» **GIVEN PROBLEM 1**
Answer these questions about the passage on how the Minister gives documents under the Act:
(a) Under section 494B(4), within how many working days of the document's date must the Minister dispatch it?
(b) Under section 494C, when is a person taken to have received a document sent from a place in Australia to an address in Australia?
(c) Under section 494D(1), to whom must the Minister give documents instead of the first person?
» **GIVEN PROBLEM 2**
Continue the passage on how the Minister gives documents under the Act, starting after its last sentence.

18. According to section 494A of the Act, the Minister can give the written notice described in section 135(1) of the Act by any means he or she considers appropriate, including by one of the methods set out in section 494B of the Act.

19. Section 494B of the Act provides for the different methods by which the Minister may give documents to a person, and relevantly provides:

“…

Dispatch by prepaid post or by other prepaid means


(4) Another method consists of the Minister dating the document, and then dispatching it:

(a) within 3 working days (in the place of dispatch) of the date of the document; and

(b) by prepaid post or by other prepaid means; and

(c) to:
(i) the last address for service provided to the Minister by the recipient for the purposes of receiving documents; or
(ii) the last residential or business address provided to the Minister by the recipient for the purposes of receiving documents.”

20. Section 494C of the Act provides that if the Minister gives a document to a person by prepaid post (or by other prepaid means), the person is taken to have received the document:

“(a) if the document was dispatched from a place in Australia to an address in Australia—7 working days (in the place of that address) after the date of the document; or
(b) in any other case—21 days after the date of the document.”

21. Section 494D is of crucial importance in the present case. It provides:

SECT 494D
Authorised recipient

(1) If a person (the
first person) gives the Minister written notice of the name and address of another person (the authorised recipient) authorised by the first person to do things on behalf of the first person that consist of, or include, receiving documents in connection with matters arising under this Act or the regulations, the Minister must give the authorised recipient, instead of the first person, any documents that the Minister would otherwise have given to the first person.

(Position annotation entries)
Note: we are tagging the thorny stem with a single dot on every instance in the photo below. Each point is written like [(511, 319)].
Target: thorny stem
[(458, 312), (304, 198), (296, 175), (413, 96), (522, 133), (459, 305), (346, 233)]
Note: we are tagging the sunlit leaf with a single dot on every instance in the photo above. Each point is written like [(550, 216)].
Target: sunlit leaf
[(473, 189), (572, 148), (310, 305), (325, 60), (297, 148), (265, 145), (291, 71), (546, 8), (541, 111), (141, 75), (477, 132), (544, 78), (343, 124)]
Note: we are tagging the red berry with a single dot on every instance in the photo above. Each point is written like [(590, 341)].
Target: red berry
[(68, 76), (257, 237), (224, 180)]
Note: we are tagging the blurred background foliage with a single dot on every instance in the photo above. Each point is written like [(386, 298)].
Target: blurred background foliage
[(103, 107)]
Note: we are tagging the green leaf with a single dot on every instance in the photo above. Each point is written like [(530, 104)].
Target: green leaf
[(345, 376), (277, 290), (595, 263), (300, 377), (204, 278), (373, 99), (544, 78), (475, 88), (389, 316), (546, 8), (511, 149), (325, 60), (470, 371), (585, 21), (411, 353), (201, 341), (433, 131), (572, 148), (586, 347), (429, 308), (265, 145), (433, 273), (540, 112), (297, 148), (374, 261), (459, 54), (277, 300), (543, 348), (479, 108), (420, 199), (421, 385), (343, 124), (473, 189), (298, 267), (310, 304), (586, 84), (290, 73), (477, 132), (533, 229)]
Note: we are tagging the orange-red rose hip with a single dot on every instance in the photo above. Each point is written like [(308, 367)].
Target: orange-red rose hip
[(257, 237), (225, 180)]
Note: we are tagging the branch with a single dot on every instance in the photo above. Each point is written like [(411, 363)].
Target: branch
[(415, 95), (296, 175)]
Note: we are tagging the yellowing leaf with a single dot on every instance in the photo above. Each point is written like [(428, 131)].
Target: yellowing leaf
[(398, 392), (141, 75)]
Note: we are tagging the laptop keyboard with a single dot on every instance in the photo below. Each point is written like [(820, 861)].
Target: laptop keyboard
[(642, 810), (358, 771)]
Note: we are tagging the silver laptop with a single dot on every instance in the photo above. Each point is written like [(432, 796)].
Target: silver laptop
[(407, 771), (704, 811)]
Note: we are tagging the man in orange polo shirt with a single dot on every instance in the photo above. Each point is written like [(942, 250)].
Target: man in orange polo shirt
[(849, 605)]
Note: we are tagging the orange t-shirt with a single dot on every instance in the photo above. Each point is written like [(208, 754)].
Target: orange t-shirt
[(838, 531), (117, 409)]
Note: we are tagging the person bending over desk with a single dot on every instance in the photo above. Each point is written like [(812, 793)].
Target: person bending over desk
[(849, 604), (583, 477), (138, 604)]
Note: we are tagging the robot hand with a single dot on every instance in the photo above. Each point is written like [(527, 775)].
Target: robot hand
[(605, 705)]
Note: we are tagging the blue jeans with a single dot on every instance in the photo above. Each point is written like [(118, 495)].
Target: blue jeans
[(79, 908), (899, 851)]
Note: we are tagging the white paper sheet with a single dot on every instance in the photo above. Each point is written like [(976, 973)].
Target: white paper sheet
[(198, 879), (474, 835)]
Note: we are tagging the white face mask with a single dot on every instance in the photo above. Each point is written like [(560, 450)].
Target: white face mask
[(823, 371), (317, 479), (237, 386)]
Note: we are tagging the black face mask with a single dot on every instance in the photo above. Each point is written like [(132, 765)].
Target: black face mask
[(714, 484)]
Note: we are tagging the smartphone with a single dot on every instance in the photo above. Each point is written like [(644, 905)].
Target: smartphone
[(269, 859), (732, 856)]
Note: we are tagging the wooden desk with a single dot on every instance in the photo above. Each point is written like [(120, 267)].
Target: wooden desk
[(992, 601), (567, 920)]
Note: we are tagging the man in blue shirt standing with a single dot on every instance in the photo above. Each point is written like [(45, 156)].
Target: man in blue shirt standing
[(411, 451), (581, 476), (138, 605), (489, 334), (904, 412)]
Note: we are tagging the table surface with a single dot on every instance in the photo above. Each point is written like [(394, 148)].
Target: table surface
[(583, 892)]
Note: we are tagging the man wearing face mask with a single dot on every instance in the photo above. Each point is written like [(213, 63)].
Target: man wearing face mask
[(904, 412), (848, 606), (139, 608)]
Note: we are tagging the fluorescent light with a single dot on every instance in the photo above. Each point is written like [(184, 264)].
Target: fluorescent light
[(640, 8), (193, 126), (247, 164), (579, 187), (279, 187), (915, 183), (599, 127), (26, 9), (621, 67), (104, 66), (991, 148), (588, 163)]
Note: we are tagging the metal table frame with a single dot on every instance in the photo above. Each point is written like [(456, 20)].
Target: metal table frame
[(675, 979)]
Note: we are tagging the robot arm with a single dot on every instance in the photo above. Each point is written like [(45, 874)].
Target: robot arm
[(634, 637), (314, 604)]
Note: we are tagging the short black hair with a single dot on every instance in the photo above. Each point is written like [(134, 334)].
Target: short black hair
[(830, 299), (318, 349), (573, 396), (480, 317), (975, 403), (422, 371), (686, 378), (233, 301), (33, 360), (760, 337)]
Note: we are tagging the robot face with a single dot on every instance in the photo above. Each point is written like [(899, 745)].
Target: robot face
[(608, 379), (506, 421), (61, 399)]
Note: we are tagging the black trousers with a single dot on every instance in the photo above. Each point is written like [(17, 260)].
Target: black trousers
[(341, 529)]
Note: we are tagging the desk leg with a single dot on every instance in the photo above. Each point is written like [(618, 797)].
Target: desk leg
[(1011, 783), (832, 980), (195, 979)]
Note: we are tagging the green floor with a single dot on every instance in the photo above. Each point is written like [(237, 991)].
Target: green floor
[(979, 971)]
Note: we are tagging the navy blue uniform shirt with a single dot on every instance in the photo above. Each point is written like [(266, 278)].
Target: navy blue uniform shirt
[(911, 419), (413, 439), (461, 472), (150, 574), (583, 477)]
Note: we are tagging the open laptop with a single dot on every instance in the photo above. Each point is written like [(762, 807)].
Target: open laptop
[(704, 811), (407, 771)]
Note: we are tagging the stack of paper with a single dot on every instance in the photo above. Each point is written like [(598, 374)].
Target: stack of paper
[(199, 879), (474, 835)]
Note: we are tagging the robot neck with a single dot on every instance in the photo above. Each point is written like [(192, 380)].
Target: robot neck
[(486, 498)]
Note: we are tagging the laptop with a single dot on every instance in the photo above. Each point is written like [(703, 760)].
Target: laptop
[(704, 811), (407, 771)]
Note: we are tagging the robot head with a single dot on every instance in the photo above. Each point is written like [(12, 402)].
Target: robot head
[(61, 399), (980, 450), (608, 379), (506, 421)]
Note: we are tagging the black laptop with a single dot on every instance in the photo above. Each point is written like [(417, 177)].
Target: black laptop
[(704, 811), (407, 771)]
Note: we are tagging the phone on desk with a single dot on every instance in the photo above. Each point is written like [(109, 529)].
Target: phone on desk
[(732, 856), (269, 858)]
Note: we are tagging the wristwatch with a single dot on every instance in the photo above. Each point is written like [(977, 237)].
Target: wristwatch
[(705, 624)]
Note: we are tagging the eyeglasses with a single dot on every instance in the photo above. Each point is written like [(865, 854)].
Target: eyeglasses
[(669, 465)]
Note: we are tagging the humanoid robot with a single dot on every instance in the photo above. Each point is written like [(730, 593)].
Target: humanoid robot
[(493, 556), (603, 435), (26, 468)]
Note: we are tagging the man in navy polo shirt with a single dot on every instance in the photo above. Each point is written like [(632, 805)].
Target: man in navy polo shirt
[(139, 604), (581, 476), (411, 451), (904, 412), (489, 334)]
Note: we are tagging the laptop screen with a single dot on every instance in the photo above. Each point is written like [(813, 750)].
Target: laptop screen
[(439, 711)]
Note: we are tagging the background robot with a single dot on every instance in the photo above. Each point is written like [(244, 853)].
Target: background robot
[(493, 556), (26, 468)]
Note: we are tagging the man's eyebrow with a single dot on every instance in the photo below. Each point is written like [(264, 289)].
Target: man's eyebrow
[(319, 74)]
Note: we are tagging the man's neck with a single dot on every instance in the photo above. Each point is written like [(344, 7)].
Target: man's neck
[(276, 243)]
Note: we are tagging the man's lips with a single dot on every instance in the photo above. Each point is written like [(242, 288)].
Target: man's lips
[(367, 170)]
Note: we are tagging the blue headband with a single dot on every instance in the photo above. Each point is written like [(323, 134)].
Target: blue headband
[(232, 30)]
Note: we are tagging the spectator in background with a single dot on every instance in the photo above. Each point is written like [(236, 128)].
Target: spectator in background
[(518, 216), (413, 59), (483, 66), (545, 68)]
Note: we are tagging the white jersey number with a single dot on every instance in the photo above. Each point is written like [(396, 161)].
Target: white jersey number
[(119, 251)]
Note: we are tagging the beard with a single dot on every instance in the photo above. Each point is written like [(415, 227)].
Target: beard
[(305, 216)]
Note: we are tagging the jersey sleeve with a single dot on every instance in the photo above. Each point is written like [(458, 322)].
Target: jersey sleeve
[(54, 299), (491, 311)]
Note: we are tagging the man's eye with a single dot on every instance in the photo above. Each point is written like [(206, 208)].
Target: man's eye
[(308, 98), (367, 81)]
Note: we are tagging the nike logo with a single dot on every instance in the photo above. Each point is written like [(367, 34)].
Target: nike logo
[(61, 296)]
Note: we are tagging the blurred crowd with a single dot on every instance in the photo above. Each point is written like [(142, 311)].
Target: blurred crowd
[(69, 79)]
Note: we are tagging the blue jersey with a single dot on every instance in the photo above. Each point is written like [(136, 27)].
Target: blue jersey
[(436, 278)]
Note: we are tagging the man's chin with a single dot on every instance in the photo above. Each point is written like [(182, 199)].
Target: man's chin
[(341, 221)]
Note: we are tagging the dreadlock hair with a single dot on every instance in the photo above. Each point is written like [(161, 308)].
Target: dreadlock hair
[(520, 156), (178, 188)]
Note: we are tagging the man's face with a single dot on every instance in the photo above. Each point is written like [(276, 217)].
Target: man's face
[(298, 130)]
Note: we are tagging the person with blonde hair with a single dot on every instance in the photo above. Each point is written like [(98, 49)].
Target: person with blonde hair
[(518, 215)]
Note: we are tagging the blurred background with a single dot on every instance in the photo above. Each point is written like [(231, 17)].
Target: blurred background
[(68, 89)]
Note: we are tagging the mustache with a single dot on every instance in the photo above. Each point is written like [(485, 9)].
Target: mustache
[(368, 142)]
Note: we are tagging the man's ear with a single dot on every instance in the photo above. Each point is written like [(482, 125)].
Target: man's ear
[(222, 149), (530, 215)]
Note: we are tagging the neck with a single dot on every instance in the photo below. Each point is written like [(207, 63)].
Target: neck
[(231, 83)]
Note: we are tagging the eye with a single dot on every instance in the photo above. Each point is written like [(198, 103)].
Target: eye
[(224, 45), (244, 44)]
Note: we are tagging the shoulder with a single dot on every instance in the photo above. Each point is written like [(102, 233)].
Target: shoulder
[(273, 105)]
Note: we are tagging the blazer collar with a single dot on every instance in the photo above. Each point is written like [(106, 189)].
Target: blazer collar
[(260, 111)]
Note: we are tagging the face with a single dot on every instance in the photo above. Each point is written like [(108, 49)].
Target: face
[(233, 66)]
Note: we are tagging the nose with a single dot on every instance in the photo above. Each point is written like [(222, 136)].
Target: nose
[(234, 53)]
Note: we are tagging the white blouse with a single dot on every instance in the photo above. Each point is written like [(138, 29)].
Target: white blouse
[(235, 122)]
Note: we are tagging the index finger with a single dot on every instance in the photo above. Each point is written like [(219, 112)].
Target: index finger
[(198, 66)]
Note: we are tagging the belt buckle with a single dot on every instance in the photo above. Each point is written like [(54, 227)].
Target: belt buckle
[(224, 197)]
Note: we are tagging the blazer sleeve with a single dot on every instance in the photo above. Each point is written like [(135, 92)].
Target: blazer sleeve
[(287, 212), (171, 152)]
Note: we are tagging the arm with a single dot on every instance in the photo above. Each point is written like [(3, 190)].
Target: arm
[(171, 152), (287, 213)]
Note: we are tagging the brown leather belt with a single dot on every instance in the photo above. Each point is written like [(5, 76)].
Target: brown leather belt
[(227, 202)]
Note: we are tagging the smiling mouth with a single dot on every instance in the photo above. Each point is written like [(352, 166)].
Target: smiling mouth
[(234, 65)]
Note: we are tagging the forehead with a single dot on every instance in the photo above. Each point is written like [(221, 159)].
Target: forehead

» **FINAL ANSWER 1**
(a) Within 3 working days (in the place of dispatch).
(b) 7 working days (in the place of that address) after the date of the document.
(c) The authorised recipient.

» **FINAL ANSWER 2**
 

Note: If the Minister gives a person a document by a method specified in section 494B, the person is taken to have received the document at the time specified in section 494C in respect of that method.
 

(2) If the Minister gives a document to the authorised recipient, the Minister is taken to have given the document to the first person. However, this does not prevent the Minister giving the first person a copy of the document.


(3) The first person may vary or withdraw the notice under subsection (1) at any time, but must not (unless the regulations provide otherwise) vary the notice so that any more than one person becomes the first person's authorised recipient.


(4) The Minister may communicate with the first person by means other than giving a document to the first person, provided the Minister gives the authorised recipient notice of the communication.”

ISSUES BEFORE THE TRIBUNAL

22.     The issues before the Tribunal are:

·whether the Notice of Intention to Cancel the Applicant’s business visa, sent on 6 April 2005, complies with the Act;

·whether the cancellation of the Applicant’s business visa on 21 June 2005 is valid and complies with the Act.

CONSIDERATION OF THE EVIDENCE

23. The sole ground advanced by the Applicant for arguing that the cancellation of his business visa was invalid and did not comply with the Act was the alleged invalidity of the notice of intention to cancel the visa. The alleged invalidity consisted in the giving of the Applicant less than 70 days in which to respond to the notice.

24.     The letter of 6 April 2005 giving notice of the Minister’s intention to cancel the Applicant’s business visa stated that the Applicant had until 13 May 2005 to make submissions in response (28 days from the date of the letter). On behalf of the Applicant, submissions were forwarded to DIMIA on 12 May 2005, consisting of a letter containing 5 pages, and annexed documents covering 119 pages.

25.     In response to a question posed by me to Mr Wang, it was stated that the consequence of the alleged shortened period for the Applicant was that he was unable to make as complete a set of submissions to DIMIA as he would have liked, in answer to the notice of intention to cancel his visa. Nevertheless the letter of 12 May 2005 forwarding the Applicant’s submissions and supporting documents made no request for an extension of time nor any claim of inadequacy of notice.

26.     It is quite clear from the evidence before the Tribunal that the Applicant, in the details provided by him in the Survey form (Form 1010) returned by him to DIMIA dated 28 June 2004, designated Mr Chris Chiu, of Chew and Chiu, Chartered Accountants, of PO Box QVB 686 Sydney NSW 1230 as “the migration agent who is authorised to act on your behalf and to receive all written communications about Business Skills monitoring” (T15, page 138). The notice of intention to cancel Mr Chen’s business visa dated 6 April 2005 was sent to Mr Chiu. At the latter’s request a copy of this notice was faxed to Mr Chiu on 12 April 2005. This evidence was not contested.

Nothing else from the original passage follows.